[Vermeldingen uit een dataset]
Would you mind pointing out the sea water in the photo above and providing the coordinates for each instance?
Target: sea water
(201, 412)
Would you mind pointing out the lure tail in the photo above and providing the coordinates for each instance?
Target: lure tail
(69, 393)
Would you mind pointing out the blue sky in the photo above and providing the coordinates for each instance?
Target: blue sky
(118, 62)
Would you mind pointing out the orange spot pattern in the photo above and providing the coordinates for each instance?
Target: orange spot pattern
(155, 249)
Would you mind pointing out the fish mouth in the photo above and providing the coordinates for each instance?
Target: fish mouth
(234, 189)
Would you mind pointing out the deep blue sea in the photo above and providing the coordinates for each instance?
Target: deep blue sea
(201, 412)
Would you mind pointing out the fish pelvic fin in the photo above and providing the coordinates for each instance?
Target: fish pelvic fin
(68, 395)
* * *
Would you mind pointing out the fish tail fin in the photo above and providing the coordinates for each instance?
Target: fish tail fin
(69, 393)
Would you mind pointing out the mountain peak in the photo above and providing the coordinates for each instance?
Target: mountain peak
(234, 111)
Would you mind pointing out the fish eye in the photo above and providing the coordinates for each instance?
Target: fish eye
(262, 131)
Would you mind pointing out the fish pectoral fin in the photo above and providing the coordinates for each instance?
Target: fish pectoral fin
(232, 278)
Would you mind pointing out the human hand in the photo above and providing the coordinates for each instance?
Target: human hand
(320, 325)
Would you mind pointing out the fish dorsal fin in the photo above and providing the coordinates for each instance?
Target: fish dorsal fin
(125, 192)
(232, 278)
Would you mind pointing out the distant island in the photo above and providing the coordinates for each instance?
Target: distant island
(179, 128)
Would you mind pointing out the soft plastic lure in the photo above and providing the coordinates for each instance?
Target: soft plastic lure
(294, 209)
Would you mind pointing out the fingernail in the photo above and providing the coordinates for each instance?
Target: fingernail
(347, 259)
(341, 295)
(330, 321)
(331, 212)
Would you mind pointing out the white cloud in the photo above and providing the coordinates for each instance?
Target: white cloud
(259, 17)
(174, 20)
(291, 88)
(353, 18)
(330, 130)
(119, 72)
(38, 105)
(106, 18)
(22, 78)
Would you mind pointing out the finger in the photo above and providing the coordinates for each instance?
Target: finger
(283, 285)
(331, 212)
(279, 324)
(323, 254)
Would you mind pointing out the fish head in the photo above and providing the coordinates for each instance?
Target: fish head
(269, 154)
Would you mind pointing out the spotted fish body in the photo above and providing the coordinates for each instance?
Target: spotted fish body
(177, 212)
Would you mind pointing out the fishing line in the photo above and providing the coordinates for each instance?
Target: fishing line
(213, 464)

● Opdracht
Hoeveel regels van het materiaal hierboven bevatten het woord "pattern"? Noem alleen het aantal.

● Resultaat opdracht
2